■ Vorliegender Textauszug:
3. Von Sennisalp über die Nutz- (nach J. B. Stoop Notz-) halde und einen Schutt- und Schneekegel an den Auslauf der steilen grossen Rinne, welche von P. 2170 zwischen Sichli und Gamsberg-Ostgipfel herunterkommt. Dort, wo auf dem Siegfriedatlas das erste o im Wort «Goldloch» steht, erfolgt gemäss einer gütigst zur Verfügung gestellten Routenbeschreibung des Herrn W. Gastpar (Sektion Toggenburg) der Einstieg über Lawinenschnee auf ein breites Plattenband (Kletterschuhe vorteilhaft). Das Band endigt in einem seichten Sattel eines Gratpfeilers der Südflanke. Dann auf schmaler Felsleiste einige Meter absteigend, eine Rinne querend, durch einen offenen Kamin in netter Kletterei zu dem unter 2. genannten Felsenfenster, das schon im oben erwähnten Sattel sichtbar ist. Das Fenster durchquerend erreicht man einen weiteren Gratpfeiler der Südflanke, der zirka 100 m weit verfolgt wird. Eine Traverse in nordöstlicher Richtung führt auf einen leicht begehbaren Gratrücken, der (im Siegfriedatlas deutlich eingezeichnet) im horizontalen Gipfelgrat zwischen Punkt 2344 und 2383 endigt. Etwa 3 Stunden von Sennis- oder Malunalp.
Auch für diese Route, die jetzt unter den Südanstiegen die gebräuchlichste ist, nehmen J. B. Stoop und Dr. E. Haffter im Jahrbuch XXXIII, Seite 349 ff., wohl mit Recht die Priorität für sich in Anspruch. Datum der Besteigung: 14. Oktober 1894 (siehe auch „Alpina” 1895, Seite 11).

■ Datenzeilen:
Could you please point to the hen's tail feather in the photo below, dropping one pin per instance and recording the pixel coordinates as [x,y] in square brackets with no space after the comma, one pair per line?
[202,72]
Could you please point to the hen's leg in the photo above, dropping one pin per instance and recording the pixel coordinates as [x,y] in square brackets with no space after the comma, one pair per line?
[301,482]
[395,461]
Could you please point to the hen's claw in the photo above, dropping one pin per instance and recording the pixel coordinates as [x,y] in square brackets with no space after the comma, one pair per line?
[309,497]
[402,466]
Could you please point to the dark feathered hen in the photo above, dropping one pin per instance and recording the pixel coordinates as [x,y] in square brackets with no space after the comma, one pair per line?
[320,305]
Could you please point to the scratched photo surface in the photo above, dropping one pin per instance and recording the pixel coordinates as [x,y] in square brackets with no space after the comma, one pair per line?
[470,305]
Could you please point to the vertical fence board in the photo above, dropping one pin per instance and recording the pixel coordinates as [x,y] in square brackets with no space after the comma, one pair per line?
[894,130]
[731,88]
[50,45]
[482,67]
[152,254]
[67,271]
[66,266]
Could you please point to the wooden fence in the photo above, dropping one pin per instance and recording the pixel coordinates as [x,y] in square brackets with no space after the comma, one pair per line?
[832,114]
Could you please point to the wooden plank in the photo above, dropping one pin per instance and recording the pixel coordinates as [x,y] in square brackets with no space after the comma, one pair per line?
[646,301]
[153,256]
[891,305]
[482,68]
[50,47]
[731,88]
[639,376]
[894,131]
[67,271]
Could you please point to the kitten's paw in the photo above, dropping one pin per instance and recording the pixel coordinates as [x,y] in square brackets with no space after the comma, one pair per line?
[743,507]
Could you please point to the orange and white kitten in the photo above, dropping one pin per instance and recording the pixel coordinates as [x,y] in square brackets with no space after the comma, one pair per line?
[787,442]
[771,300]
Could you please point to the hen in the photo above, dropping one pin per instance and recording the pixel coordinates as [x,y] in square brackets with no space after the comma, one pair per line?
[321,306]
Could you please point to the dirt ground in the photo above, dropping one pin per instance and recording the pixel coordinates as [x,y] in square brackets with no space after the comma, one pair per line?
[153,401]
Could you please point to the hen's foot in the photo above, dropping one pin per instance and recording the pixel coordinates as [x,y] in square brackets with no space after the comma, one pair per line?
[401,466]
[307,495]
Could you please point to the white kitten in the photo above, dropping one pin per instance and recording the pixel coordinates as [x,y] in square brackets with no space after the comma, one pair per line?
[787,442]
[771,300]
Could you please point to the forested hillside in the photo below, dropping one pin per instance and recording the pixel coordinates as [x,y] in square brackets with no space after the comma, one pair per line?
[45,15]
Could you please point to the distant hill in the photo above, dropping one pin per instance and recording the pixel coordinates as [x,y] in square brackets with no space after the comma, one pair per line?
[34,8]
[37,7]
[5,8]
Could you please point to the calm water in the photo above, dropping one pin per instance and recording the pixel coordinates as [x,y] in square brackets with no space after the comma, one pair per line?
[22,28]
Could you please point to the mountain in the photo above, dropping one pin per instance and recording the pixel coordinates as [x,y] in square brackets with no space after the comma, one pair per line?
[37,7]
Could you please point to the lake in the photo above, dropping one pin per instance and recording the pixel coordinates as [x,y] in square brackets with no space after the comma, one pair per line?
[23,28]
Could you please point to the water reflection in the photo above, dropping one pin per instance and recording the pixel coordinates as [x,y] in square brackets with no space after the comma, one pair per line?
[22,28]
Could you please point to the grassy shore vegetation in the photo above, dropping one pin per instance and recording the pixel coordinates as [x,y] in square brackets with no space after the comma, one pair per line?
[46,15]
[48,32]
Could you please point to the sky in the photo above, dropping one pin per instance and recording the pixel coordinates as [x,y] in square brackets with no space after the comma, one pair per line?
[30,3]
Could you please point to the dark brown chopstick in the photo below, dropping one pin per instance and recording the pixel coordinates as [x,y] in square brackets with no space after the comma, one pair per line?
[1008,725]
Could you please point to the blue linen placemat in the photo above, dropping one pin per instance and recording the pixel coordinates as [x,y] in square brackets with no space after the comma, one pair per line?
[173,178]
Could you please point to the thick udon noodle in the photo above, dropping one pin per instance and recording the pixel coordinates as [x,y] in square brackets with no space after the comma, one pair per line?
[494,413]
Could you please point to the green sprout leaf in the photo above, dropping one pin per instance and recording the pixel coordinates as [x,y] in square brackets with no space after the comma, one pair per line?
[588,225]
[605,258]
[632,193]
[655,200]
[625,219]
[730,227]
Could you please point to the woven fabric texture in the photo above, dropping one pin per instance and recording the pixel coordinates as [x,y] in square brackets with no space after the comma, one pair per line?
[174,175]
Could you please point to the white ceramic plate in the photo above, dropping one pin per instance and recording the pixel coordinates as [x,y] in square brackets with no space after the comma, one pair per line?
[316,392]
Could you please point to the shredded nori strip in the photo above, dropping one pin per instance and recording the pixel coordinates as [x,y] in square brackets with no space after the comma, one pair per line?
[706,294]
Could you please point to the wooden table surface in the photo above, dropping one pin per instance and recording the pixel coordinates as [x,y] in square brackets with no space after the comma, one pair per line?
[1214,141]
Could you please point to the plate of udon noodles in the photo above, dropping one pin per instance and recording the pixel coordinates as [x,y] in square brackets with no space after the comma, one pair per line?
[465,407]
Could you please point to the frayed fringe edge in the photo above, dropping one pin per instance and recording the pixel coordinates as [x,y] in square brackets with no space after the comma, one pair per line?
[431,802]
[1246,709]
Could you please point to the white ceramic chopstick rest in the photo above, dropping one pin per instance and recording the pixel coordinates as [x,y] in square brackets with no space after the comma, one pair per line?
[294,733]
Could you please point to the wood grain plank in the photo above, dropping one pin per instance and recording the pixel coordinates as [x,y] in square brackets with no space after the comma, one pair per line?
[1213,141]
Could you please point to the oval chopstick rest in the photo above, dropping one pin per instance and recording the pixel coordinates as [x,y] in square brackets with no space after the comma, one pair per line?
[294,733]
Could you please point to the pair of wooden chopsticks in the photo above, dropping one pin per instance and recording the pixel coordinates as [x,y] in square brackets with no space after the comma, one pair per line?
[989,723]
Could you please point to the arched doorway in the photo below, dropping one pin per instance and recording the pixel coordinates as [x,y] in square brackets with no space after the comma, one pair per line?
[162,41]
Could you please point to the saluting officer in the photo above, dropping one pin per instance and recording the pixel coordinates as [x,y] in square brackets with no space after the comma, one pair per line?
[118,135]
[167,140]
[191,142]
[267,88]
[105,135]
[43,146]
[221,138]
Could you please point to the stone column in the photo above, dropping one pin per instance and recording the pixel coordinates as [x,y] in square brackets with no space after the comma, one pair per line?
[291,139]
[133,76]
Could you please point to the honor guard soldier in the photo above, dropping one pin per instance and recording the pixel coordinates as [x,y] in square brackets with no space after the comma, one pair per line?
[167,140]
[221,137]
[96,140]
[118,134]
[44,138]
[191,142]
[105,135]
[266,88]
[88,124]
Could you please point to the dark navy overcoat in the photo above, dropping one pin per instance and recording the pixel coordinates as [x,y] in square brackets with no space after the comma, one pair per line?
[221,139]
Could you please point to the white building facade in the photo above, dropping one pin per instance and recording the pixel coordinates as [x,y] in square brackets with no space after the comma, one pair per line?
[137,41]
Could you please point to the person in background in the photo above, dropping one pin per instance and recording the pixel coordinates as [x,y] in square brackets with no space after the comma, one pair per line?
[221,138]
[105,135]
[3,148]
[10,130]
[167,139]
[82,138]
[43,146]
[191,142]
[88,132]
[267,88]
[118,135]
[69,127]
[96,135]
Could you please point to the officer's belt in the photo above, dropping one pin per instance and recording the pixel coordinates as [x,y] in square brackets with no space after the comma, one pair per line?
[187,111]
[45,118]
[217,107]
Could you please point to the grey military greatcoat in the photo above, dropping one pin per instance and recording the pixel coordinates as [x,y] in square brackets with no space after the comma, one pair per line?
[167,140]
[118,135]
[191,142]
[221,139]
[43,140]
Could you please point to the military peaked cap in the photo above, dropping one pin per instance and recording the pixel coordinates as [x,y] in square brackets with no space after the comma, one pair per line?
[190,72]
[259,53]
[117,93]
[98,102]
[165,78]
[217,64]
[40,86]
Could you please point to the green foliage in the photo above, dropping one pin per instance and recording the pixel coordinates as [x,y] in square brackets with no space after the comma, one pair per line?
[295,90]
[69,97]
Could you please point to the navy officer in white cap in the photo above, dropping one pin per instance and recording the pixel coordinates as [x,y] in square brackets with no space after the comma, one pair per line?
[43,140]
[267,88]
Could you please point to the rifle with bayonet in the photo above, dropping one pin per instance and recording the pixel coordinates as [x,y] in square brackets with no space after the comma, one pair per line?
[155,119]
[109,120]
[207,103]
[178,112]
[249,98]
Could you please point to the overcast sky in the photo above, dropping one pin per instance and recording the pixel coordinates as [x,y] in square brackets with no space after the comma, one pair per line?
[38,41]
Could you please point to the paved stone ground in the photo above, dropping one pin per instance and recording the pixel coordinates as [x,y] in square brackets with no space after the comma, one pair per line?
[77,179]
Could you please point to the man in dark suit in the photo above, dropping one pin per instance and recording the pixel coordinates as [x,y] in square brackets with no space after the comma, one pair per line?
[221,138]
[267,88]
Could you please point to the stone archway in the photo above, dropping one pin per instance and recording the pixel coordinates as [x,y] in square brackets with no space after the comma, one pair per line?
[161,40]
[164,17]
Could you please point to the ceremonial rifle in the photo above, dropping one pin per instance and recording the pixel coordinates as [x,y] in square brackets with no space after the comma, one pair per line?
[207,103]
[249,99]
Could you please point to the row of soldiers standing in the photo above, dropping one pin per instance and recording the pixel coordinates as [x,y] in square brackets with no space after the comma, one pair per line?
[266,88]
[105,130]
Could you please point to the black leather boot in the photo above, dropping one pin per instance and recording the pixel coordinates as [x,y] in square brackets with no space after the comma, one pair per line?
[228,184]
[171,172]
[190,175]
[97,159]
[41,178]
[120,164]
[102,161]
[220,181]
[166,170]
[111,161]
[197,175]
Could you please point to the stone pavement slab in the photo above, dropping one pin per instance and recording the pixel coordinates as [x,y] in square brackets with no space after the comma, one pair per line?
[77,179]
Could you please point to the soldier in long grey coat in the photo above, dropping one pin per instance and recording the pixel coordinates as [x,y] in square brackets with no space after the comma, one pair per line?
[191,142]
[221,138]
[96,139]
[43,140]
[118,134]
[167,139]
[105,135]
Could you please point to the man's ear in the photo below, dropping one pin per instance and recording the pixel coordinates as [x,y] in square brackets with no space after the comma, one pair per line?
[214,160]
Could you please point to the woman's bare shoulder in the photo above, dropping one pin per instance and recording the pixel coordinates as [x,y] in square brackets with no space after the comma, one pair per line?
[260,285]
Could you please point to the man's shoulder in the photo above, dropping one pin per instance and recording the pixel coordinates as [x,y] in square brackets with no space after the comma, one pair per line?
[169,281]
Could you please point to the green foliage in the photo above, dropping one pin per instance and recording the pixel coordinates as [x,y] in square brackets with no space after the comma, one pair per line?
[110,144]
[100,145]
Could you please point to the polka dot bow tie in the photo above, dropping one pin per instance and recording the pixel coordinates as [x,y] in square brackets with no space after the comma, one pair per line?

■ Aufgabe A: Nennen Sie alle Personen, die im Textauszug namentlich erwähnt werden.
■ Aufgabe B: Fassen Sie den Textauszug in zwei Sätzen zusammen.

■ Vollständige Lösung A: J. B. Stoop, W. Gastpar, Dr. E. Haffter

■ Vollständige Lösung B: Der Textauszug beschreibt einen Anstieg von der Sennisalp über die Nutzhalde, ein breites Plattenband, ein Felsenfenster und Gratpfeiler der Südflanke bis zum Gipfelgrat zwischen Punkt 2344 und 2383, wofür etwa 3 Stunden von Sennis- oder Malunalp nötig sind. Für diese Route, die jetzt unter den Südanstiegen die gebräuchlichste ist, nehmen J. B. Stoop und Dr. E. Haffter mit ihrer Besteigung vom 14. Oktober 1894 die Priorität in Anspruch.